* PROBLEM STATEMENT:
Find the line containing "<item>bicycle spokes</item> ->" in the material below; copy that line and all following lines exactly.
[Begin MATERIAL TO PROCESS]
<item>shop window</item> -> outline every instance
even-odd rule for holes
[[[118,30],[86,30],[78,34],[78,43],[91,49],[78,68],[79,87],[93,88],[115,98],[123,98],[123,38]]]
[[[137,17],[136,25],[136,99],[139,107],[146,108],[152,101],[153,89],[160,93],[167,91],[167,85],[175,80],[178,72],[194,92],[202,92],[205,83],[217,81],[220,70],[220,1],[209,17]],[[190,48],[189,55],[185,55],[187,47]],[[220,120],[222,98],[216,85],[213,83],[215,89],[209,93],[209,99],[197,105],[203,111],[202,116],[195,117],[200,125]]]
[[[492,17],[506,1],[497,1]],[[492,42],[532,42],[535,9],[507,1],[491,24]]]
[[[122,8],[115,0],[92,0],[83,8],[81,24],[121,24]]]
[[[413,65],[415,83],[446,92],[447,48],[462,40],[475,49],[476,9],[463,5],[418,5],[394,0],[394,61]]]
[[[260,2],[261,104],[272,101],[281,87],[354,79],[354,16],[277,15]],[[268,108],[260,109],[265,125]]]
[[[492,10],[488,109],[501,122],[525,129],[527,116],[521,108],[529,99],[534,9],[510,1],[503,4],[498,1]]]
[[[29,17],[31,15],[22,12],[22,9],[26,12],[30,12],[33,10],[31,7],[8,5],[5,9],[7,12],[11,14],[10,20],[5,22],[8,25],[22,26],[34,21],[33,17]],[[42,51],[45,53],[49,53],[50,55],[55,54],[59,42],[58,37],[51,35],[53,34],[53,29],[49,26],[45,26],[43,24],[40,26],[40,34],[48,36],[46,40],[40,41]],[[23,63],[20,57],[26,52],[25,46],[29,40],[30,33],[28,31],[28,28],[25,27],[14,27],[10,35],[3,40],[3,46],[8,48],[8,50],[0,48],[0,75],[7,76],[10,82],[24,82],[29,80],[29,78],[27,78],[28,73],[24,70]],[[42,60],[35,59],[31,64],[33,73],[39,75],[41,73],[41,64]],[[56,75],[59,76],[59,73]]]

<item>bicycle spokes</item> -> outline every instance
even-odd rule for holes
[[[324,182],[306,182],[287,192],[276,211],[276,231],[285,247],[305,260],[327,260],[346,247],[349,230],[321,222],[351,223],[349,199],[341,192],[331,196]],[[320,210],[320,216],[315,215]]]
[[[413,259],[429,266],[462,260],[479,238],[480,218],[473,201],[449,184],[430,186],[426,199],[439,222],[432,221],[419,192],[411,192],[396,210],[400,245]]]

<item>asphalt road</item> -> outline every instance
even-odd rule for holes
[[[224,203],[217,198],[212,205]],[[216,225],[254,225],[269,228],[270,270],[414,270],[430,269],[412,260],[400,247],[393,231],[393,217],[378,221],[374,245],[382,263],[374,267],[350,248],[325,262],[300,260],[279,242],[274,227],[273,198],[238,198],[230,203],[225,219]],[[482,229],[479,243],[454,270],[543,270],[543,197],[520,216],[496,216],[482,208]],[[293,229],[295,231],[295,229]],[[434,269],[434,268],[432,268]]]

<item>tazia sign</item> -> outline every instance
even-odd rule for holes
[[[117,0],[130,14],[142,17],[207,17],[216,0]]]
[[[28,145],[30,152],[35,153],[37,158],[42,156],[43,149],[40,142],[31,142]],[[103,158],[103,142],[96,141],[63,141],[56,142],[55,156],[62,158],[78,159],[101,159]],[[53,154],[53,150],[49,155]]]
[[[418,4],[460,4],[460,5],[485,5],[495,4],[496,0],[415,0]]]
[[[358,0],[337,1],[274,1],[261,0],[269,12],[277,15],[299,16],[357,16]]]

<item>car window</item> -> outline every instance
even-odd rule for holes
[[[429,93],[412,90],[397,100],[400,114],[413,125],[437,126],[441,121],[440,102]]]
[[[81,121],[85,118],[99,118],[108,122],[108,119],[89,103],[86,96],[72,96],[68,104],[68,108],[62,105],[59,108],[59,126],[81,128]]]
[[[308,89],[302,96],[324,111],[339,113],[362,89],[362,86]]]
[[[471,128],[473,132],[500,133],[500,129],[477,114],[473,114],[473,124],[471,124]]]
[End MATERIAL TO PROCESS]
* FULL RESPONSE:
<item>bicycle spokes</item> -> outline every instance
even-odd rule for holes
[[[324,182],[306,182],[287,192],[276,211],[276,231],[285,247],[305,260],[327,260],[346,247],[349,230],[321,222],[351,223],[349,199],[341,192],[331,196]],[[320,210],[320,216],[315,215]]]
[[[413,259],[429,266],[462,260],[479,238],[480,218],[473,201],[449,184],[430,186],[426,199],[439,222],[432,221],[419,192],[411,192],[396,210],[400,245]]]

<item>asphalt road</item> -> outline every instance
even-odd rule for holes
[[[224,203],[217,198],[212,205]],[[216,225],[254,225],[269,228],[270,270],[414,270],[430,269],[412,260],[400,247],[393,231],[393,217],[378,221],[374,245],[382,263],[374,267],[350,248],[325,262],[300,260],[279,242],[274,227],[273,198],[238,198],[230,203],[225,219]],[[482,229],[479,243],[454,270],[543,270],[543,197],[520,216],[496,216],[482,208]],[[293,229],[295,231],[295,229]],[[434,269],[434,268],[432,268]]]

<item>tazia sign</item> -> outline every instance
even-odd rule for holes
[[[117,0],[130,14],[142,17],[207,17],[216,0]]]
[[[28,145],[30,152],[35,153],[37,158],[42,156],[43,149],[40,142],[31,142]],[[103,158],[103,142],[96,141],[63,141],[56,142],[55,156],[62,158],[78,159],[101,159]],[[53,154],[53,150],[49,155]]]
[[[418,4],[460,4],[460,5],[485,5],[495,4],[496,0],[415,0]]]
[[[358,0],[337,1],[274,1],[261,0],[269,12],[277,15],[299,16],[357,16]]]

<item>car window</item> -> outline every instance
even-odd rule for holes
[[[429,93],[412,90],[397,100],[400,114],[413,125],[437,126],[441,121],[440,102]]]
[[[81,121],[85,118],[99,118],[108,122],[108,119],[89,103],[86,96],[72,96],[68,104],[68,108],[62,105],[59,108],[59,126],[81,128]]]
[[[308,89],[302,96],[324,111],[339,113],[362,89],[362,86]]]
[[[471,128],[473,132],[500,133],[500,129],[477,114],[473,114],[473,124],[471,124]]]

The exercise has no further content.